→ **ACTION ITEM**
If a line includes "white", copy it out of the entries.

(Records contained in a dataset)
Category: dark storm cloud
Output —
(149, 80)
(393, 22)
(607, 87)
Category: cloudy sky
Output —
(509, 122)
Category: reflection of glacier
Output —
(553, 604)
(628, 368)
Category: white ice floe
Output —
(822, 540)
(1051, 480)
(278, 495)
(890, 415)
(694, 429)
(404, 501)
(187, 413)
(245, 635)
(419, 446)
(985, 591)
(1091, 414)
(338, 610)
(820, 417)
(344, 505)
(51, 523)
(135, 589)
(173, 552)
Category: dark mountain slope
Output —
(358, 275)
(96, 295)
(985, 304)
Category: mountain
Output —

--

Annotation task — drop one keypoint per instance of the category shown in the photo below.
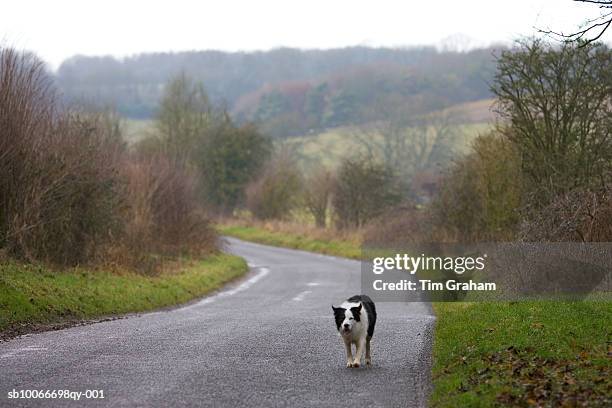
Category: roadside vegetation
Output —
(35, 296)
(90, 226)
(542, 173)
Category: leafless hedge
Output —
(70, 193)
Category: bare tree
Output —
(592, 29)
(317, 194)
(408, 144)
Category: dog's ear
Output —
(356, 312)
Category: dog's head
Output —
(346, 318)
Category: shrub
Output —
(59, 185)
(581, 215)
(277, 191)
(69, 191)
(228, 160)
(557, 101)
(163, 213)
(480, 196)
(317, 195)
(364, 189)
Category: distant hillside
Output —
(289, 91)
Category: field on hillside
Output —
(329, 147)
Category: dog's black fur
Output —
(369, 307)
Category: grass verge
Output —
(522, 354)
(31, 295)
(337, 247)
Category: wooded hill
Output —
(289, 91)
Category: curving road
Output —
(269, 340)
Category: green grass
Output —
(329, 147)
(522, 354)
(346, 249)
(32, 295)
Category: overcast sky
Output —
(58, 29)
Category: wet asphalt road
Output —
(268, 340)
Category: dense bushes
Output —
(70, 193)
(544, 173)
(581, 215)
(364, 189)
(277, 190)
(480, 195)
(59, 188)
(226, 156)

* * *

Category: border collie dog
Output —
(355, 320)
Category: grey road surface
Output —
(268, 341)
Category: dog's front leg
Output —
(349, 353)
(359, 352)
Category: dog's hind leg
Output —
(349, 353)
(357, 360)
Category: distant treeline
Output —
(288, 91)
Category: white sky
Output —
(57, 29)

→ **SOLUTION FOR THIS TASK**
Category: white ice floe
Category: white sky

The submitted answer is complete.